Pointing dataset records
* * *
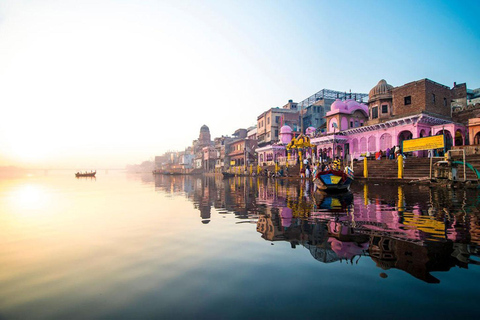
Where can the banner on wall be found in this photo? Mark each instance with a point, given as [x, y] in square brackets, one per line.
[427, 143]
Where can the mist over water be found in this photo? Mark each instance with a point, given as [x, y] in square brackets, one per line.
[143, 246]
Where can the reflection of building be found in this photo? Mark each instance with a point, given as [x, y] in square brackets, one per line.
[396, 228]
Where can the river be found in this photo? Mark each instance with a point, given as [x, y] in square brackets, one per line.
[195, 247]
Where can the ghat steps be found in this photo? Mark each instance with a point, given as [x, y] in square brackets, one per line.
[414, 168]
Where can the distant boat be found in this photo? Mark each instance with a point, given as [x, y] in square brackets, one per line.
[85, 174]
[334, 180]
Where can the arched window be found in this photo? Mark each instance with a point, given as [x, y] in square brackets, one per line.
[372, 146]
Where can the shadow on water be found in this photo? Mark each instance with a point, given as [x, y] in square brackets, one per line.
[416, 229]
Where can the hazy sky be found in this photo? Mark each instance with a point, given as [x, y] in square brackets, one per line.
[92, 84]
* * *
* [Task requirements]:
Give the material again from the line containing "Where can the shadow" through the end, replacing "hazy sky" with "overcast sky" and leaving everything else as it is.

* [Correct response]:
Where can the shadow on water be found in this photo? Mark each instance with a point, given as [x, y] in square brackets, one per line.
[416, 229]
Where can the overcast sky be found in this photo? Mark each instance with a point, given as [x, y] in square brackets, one per line.
[92, 84]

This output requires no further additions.